-- DATA FOR THE TASK --
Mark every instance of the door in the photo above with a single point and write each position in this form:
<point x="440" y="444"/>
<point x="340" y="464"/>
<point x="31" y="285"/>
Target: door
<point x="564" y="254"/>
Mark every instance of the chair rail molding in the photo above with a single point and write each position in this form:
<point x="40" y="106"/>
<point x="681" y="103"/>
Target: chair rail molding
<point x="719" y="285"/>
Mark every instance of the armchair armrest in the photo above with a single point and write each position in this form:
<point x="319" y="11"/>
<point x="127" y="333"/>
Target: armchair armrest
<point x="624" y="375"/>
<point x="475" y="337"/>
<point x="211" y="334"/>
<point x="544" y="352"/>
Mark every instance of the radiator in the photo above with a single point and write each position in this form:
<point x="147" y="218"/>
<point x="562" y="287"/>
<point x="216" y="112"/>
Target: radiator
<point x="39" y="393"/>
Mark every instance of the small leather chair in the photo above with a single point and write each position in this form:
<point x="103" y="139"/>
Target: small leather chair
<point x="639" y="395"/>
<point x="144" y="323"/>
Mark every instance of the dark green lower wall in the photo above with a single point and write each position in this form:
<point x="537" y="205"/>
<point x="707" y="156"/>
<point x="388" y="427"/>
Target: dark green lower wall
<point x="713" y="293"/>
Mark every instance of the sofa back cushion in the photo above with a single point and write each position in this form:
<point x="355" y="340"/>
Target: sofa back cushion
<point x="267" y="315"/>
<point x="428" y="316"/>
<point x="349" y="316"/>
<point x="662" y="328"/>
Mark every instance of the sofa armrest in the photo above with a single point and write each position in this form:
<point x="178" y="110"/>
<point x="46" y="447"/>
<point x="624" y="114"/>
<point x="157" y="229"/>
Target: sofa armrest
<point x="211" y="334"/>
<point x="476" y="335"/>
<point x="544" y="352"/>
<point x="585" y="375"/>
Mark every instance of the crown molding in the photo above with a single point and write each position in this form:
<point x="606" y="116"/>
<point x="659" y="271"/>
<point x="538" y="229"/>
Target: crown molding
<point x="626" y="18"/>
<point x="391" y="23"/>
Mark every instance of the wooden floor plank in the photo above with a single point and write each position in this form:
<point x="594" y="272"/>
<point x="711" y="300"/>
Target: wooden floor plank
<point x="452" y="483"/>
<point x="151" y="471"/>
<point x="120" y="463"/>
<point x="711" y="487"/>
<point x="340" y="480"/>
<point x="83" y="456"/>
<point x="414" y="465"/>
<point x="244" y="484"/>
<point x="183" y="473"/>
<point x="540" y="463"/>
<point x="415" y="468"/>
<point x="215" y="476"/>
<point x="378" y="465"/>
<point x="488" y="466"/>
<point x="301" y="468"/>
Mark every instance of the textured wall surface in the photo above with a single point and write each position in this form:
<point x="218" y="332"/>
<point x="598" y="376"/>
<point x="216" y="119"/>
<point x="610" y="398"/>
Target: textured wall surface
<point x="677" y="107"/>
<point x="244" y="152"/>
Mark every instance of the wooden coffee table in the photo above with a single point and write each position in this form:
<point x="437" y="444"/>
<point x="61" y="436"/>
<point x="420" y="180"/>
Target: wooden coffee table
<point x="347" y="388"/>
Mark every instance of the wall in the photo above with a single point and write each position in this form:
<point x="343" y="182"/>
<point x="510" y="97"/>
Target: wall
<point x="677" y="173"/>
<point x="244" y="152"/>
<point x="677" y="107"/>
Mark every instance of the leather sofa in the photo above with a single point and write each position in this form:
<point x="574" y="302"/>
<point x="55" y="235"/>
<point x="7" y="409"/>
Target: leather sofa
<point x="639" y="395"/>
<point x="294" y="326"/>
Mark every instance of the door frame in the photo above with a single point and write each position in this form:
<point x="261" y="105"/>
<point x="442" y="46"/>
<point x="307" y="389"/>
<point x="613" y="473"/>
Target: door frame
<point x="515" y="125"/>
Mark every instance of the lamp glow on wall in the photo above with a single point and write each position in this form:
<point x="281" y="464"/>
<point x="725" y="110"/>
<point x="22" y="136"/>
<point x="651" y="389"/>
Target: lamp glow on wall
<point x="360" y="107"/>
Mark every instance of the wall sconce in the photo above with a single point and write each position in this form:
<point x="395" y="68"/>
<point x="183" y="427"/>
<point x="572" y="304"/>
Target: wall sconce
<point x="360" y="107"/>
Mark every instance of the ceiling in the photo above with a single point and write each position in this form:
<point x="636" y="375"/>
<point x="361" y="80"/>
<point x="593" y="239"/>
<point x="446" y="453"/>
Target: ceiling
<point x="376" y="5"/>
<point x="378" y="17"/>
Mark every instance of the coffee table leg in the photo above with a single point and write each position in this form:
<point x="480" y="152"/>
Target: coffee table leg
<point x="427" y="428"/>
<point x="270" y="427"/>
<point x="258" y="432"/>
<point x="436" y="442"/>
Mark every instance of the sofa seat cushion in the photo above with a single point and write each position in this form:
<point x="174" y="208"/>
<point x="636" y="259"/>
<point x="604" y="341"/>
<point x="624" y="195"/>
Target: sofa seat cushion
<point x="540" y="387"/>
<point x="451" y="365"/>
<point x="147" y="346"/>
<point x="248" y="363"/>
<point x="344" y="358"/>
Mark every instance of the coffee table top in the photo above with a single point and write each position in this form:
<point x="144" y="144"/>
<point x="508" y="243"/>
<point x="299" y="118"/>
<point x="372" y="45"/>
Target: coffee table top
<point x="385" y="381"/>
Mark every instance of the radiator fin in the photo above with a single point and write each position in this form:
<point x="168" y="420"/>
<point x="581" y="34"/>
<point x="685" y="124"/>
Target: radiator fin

-- EXERCISE OBJECTIVE --
Return the lines from the line containing "Mark every instance of the coffee table top" to the end of the entries above, exactly as they appear and with no other output.

-- RESPONSE BELOW --
Mark every instance of the coffee table top in the photo above with a single point and write each position in this form:
<point x="144" y="144"/>
<point x="508" y="243"/>
<point x="299" y="118"/>
<point x="372" y="45"/>
Target: coffee table top
<point x="385" y="381"/>
Mark every instance of the radiator fin in the photo above with a single point and write each position in this form:
<point x="168" y="420"/>
<point x="581" y="34"/>
<point x="685" y="124"/>
Target: radiator fin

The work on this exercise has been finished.